▸ DATA FOR REVIEW
[Start of section]

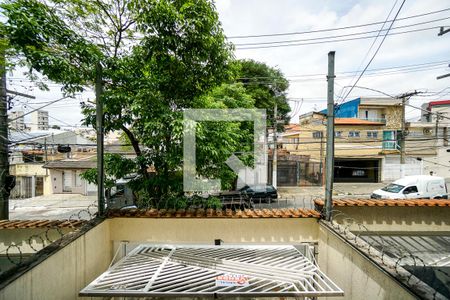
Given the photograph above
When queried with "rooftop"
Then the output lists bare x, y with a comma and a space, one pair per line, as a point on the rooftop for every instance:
70, 164
355, 121
215, 213
367, 202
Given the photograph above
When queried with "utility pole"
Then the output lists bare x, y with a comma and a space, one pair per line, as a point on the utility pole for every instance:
274, 155
405, 97
4, 163
443, 31
321, 160
438, 118
330, 139
99, 119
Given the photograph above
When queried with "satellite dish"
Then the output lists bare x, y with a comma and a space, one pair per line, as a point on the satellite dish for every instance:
64, 149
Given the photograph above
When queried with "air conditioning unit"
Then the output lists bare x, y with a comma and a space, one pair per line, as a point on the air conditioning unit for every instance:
427, 131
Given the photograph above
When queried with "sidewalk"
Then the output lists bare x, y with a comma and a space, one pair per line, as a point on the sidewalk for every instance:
52, 207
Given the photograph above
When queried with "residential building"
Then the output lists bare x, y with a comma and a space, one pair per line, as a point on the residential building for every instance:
31, 150
432, 134
16, 120
366, 140
384, 251
39, 120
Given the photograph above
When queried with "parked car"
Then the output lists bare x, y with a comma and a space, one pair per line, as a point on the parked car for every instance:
235, 200
414, 187
260, 193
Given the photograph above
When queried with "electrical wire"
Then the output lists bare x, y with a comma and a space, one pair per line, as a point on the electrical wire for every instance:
376, 52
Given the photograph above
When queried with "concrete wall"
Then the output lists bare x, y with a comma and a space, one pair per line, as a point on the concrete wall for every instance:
29, 170
62, 275
358, 277
205, 231
395, 218
58, 182
28, 240
65, 273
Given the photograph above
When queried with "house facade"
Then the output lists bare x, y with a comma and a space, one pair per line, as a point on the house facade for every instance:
65, 177
367, 148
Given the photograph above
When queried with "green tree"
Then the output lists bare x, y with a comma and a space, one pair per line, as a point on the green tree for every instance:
158, 58
267, 86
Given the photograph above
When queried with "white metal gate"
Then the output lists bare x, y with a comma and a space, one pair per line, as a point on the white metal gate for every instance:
213, 271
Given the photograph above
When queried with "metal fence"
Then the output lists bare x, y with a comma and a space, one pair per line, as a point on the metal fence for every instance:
297, 173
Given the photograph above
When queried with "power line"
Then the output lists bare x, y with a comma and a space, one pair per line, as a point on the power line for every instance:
334, 29
376, 52
334, 41
339, 36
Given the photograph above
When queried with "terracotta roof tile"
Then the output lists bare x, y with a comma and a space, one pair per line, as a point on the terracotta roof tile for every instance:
24, 224
391, 202
215, 213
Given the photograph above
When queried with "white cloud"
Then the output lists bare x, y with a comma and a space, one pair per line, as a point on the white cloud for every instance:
264, 16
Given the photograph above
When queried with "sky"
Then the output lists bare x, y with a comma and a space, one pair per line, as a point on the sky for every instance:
421, 53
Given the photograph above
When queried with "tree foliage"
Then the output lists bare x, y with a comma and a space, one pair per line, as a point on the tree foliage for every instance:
267, 86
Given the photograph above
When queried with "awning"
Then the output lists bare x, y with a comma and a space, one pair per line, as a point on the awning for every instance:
213, 271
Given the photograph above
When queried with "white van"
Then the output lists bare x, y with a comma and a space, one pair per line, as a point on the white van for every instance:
413, 187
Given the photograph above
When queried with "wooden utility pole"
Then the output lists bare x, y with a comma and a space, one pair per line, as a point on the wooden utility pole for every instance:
4, 163
321, 160
99, 119
330, 139
443, 31
275, 141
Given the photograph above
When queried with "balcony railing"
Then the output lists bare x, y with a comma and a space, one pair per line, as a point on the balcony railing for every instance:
390, 145
378, 120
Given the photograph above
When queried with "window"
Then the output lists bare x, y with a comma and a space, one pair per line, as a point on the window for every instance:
372, 134
78, 180
353, 134
317, 134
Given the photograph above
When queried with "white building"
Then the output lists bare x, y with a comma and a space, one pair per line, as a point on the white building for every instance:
17, 120
39, 120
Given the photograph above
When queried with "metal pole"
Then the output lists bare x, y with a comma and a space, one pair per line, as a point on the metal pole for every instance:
4, 163
321, 160
274, 157
99, 116
402, 140
330, 138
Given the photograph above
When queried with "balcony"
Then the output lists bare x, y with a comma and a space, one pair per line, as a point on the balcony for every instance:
377, 120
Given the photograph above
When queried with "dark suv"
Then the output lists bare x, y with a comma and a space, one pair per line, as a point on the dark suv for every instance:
260, 193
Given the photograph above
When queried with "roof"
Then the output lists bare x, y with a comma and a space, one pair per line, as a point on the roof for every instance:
24, 224
355, 121
215, 213
399, 202
70, 164
379, 101
213, 272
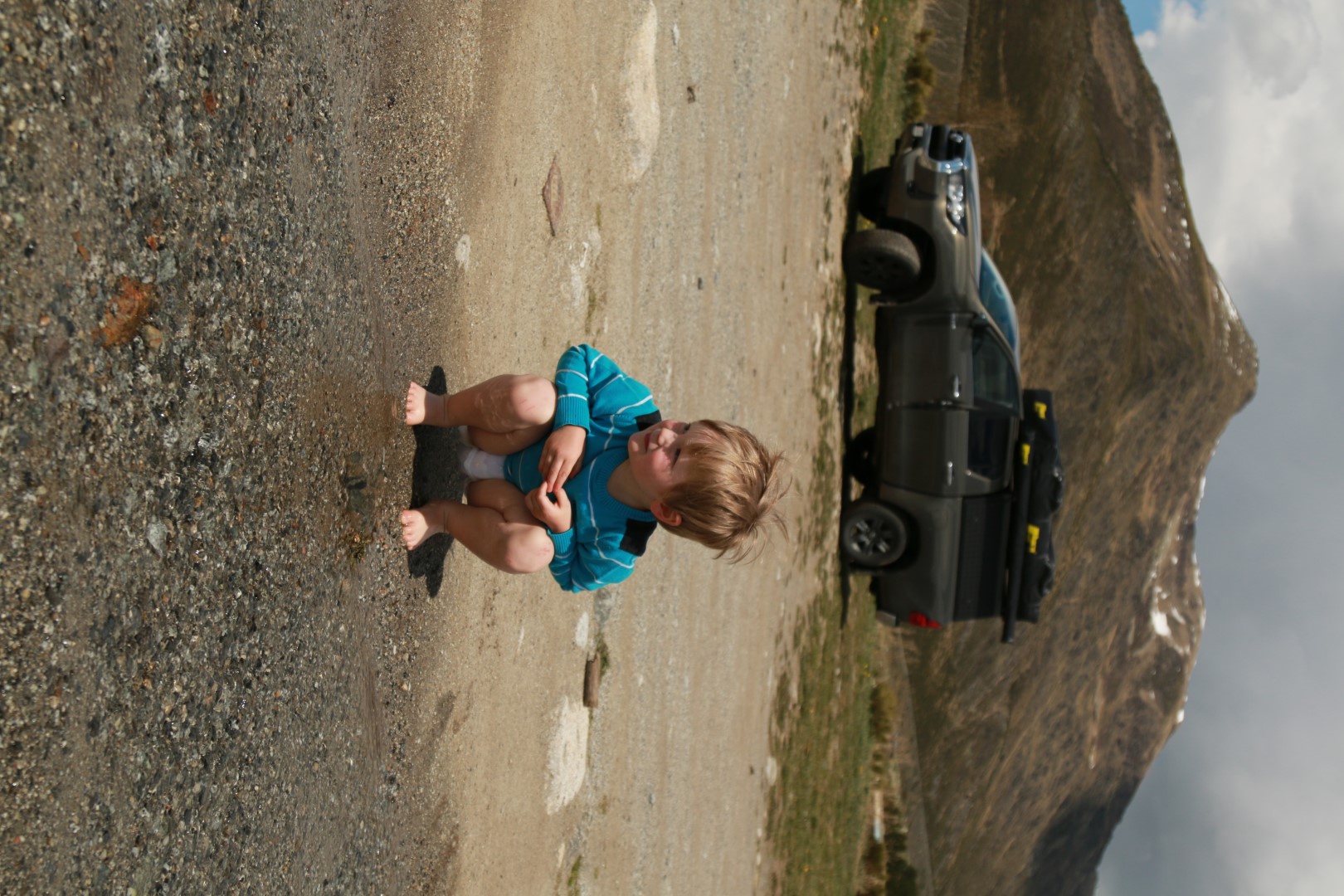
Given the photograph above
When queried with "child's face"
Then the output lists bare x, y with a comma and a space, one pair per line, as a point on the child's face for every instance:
656, 455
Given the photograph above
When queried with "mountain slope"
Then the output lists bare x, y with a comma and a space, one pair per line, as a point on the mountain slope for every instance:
1030, 754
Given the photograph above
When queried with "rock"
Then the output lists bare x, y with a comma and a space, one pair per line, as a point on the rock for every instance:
641, 95
553, 197
156, 533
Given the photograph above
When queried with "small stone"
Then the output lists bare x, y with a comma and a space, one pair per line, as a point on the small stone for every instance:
167, 266
553, 197
158, 533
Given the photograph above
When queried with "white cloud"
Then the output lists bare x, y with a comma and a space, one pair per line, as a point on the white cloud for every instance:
1255, 104
1250, 787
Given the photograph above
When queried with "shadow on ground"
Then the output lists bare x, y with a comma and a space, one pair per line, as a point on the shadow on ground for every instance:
433, 477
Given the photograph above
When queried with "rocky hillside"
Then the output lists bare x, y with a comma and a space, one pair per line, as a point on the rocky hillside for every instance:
1030, 754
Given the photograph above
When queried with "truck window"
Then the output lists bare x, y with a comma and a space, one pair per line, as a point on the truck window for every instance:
992, 373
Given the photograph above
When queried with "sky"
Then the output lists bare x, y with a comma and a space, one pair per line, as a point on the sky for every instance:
1248, 798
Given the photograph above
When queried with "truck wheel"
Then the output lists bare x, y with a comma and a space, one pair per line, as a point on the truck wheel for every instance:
880, 260
873, 193
858, 457
873, 533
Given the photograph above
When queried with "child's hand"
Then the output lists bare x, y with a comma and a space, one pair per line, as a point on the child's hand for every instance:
555, 514
562, 457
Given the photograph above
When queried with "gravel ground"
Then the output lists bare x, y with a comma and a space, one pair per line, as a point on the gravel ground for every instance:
194, 448
229, 234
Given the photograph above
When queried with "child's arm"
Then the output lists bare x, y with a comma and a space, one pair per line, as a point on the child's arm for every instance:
587, 567
592, 390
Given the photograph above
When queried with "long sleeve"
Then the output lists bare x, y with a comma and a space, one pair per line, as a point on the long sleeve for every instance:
593, 392
587, 567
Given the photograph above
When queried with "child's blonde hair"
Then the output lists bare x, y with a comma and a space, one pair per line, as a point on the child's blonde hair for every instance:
728, 500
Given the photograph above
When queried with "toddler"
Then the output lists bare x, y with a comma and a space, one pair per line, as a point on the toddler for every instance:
576, 475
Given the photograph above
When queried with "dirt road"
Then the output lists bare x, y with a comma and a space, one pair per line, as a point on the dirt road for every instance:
704, 151
226, 670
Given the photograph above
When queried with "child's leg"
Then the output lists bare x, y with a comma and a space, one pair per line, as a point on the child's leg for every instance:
494, 525
503, 414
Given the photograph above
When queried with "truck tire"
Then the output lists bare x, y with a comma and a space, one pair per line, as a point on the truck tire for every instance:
882, 260
873, 533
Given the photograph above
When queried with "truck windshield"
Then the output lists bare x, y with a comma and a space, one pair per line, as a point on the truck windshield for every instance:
997, 301
992, 373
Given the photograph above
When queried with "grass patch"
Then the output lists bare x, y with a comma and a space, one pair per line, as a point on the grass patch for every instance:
898, 77
834, 711
823, 746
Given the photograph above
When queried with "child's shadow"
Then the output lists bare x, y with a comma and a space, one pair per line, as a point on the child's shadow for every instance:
433, 477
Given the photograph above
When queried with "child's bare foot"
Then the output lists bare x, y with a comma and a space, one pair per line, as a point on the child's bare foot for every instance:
424, 407
416, 528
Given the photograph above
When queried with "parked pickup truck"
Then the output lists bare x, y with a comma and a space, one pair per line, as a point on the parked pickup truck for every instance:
962, 472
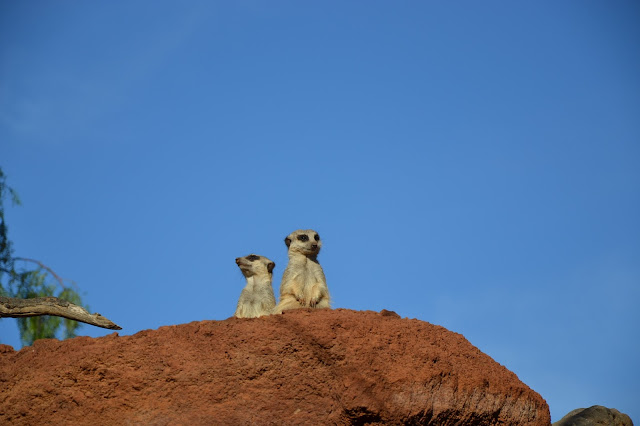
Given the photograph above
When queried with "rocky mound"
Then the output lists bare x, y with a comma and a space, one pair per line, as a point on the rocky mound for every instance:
305, 366
594, 416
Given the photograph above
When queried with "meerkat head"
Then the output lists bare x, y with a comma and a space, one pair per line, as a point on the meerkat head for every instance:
255, 265
304, 241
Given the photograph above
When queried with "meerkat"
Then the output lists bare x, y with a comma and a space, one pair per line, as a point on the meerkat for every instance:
257, 298
303, 283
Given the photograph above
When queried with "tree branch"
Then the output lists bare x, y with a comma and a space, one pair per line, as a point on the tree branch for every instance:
15, 308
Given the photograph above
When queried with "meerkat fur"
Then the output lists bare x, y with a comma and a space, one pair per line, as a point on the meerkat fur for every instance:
303, 282
257, 298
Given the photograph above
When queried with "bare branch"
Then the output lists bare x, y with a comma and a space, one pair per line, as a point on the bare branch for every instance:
15, 308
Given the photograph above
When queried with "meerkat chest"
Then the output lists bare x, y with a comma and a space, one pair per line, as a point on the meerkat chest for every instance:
311, 274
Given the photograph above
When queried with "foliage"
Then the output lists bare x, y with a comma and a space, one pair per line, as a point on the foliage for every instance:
17, 280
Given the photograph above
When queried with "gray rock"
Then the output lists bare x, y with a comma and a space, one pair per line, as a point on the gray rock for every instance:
595, 416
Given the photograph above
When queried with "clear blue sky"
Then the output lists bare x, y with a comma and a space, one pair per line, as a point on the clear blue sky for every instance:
470, 164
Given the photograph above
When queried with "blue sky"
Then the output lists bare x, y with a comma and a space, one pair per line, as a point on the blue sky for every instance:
473, 165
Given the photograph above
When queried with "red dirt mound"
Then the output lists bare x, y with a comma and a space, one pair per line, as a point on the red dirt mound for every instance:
302, 367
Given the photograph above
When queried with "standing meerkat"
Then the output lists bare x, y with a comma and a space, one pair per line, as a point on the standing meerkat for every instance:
303, 283
257, 297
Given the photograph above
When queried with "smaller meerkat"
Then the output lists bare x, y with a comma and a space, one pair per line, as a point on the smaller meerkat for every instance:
303, 282
257, 297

[End of section]

From the line containing "on the smaller" down to the end of the listing above, return each line exactly as it appears and nothing more.

▸ ANSWER BOX
Then the output lists bare x, y with a comma and a space, one pair per line, as a point on the smaller meerkat for every instance:
303, 282
257, 297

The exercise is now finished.